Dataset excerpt

========================================================================

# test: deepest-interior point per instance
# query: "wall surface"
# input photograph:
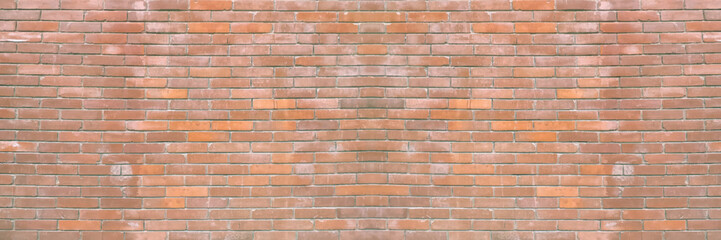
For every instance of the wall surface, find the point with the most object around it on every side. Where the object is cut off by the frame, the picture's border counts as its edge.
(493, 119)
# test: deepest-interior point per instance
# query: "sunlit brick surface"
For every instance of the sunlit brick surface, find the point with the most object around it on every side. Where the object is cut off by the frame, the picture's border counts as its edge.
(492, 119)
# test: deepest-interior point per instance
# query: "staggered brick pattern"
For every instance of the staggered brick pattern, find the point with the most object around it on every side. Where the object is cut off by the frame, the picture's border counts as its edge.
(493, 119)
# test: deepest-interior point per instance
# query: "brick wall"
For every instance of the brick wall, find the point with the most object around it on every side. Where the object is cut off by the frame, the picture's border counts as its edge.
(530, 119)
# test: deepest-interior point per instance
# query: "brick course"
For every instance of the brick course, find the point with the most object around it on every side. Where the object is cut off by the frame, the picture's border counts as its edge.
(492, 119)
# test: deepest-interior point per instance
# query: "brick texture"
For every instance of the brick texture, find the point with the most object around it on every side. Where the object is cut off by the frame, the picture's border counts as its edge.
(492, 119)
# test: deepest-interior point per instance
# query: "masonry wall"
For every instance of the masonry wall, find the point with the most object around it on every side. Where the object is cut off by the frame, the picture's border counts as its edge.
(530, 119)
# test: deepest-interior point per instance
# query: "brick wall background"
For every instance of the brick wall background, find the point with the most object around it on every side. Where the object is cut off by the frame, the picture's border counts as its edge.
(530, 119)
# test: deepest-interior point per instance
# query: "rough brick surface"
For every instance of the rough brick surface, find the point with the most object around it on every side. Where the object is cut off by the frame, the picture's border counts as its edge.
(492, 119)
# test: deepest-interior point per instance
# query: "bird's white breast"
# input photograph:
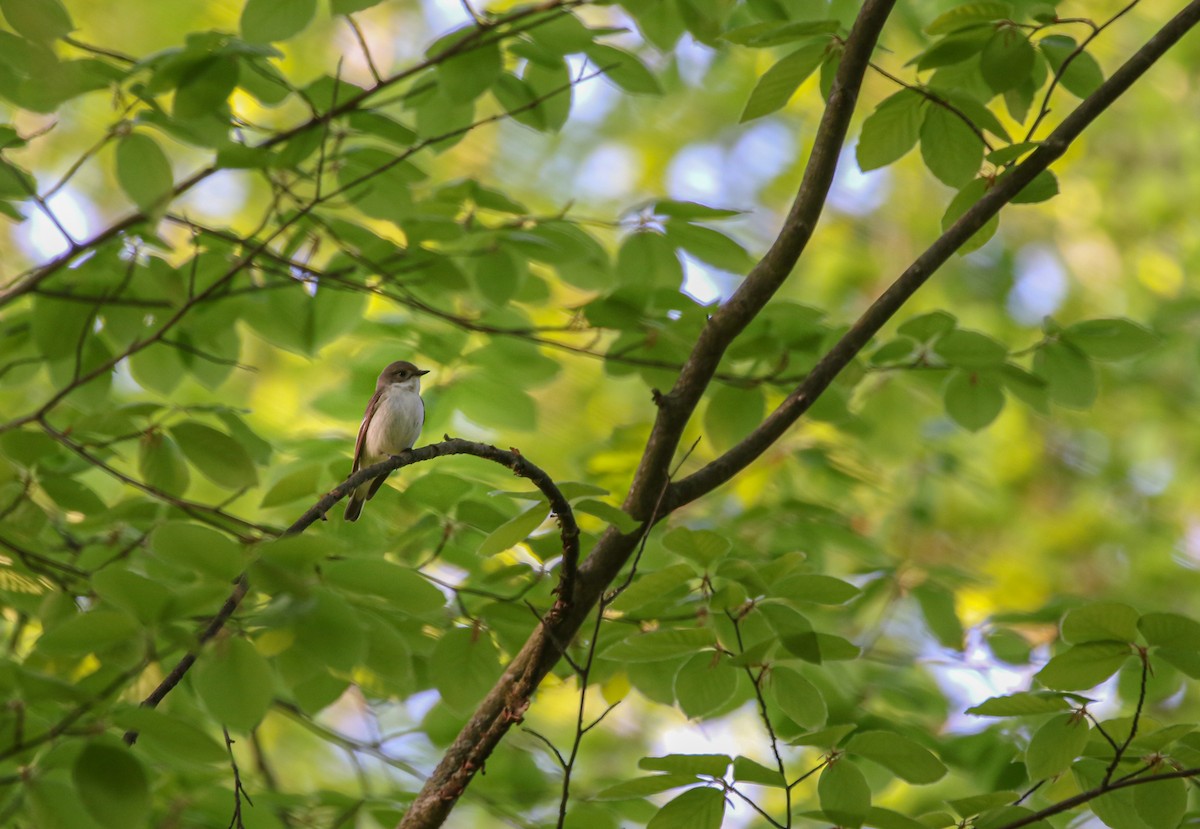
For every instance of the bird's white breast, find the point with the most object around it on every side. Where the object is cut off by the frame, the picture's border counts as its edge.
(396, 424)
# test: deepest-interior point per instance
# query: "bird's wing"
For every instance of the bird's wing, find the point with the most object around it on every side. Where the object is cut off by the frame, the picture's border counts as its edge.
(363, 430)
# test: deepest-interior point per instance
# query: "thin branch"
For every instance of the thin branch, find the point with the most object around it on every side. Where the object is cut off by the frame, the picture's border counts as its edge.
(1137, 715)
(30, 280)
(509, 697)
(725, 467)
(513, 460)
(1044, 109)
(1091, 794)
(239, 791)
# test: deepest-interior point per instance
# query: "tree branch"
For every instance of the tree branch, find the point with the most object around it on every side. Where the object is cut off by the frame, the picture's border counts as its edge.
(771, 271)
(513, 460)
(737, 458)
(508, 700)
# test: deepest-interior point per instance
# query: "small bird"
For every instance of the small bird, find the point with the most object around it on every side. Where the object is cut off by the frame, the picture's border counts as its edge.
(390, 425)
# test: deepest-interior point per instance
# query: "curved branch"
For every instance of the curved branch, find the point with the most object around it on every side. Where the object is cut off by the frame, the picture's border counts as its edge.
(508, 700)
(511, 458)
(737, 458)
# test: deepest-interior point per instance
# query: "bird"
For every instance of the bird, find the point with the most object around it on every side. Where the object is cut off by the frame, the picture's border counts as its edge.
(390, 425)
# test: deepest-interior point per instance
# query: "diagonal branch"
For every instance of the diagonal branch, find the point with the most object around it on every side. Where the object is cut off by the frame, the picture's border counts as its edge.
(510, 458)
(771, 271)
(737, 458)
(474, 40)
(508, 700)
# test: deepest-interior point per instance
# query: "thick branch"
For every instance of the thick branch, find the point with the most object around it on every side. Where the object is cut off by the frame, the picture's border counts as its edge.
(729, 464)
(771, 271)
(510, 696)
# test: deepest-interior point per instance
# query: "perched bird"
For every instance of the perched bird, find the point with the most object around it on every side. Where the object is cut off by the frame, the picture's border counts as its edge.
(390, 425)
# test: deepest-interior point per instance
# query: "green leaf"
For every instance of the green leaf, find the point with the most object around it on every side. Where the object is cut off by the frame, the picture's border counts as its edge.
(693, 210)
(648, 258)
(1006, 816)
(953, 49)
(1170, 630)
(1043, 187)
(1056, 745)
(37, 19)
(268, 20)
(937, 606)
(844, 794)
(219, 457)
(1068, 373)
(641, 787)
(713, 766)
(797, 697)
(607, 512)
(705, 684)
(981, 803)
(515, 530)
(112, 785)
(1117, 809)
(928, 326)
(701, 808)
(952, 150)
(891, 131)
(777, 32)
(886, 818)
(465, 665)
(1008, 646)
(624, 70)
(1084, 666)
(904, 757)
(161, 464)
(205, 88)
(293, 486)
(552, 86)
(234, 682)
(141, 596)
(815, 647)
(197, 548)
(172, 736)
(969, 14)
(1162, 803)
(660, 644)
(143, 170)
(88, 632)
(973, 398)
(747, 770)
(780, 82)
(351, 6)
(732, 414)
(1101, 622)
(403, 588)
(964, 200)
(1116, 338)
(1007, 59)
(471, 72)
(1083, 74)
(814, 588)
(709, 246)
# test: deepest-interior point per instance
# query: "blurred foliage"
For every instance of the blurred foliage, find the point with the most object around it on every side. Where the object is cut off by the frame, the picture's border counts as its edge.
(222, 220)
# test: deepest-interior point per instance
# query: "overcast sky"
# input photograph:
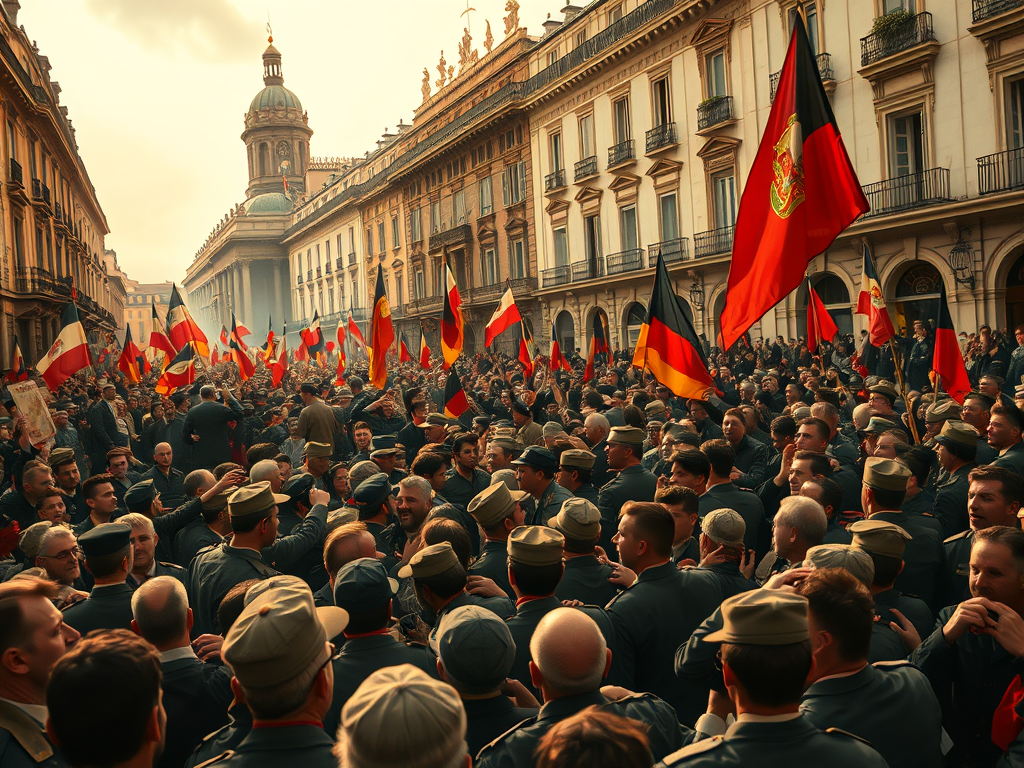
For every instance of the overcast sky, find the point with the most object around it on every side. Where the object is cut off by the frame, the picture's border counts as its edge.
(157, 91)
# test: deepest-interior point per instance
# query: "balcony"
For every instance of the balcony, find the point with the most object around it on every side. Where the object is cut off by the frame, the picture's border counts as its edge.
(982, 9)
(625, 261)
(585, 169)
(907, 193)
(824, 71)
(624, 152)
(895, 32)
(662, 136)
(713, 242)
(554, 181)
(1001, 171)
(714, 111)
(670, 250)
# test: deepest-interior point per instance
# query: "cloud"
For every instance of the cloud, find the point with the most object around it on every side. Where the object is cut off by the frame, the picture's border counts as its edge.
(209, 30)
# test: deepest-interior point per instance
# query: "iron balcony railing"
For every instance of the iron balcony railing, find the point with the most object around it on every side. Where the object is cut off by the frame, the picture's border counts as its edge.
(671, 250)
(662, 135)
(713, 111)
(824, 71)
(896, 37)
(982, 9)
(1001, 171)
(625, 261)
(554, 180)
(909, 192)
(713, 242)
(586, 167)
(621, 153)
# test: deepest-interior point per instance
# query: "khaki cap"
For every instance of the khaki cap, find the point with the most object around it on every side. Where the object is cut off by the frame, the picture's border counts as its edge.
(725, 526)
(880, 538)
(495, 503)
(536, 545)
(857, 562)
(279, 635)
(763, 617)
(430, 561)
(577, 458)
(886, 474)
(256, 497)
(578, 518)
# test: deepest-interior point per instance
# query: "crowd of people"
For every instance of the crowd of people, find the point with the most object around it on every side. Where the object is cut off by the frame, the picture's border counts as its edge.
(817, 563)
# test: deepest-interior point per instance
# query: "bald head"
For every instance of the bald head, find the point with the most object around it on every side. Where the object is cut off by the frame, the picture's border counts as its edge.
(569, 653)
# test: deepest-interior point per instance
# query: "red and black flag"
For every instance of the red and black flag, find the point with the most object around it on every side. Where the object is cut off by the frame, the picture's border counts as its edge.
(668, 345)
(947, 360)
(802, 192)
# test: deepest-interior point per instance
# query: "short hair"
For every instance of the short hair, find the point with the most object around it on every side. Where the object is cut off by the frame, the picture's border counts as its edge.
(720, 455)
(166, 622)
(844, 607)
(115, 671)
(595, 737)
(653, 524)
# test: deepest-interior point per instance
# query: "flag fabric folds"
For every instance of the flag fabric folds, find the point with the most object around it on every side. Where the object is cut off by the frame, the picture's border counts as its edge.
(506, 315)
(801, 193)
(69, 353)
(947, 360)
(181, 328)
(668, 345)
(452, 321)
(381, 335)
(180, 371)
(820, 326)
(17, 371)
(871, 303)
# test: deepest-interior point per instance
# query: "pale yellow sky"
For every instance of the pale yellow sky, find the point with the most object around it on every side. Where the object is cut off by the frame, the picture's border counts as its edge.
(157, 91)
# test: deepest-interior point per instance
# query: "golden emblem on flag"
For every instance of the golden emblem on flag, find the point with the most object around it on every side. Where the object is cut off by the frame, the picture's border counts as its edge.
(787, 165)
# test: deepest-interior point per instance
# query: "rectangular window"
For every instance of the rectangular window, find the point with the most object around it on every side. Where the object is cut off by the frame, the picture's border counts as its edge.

========================================================================

**TO BE DONE**
Filter the lines above, keeping every line that contains the string “curved”.

**EXERCISE SOLUTION**
# query: "curved branch"
For every instance of the curved branch, find the point with the most object around it on every side. Where the object is cut off by the frame, the picture's border counts as its edge.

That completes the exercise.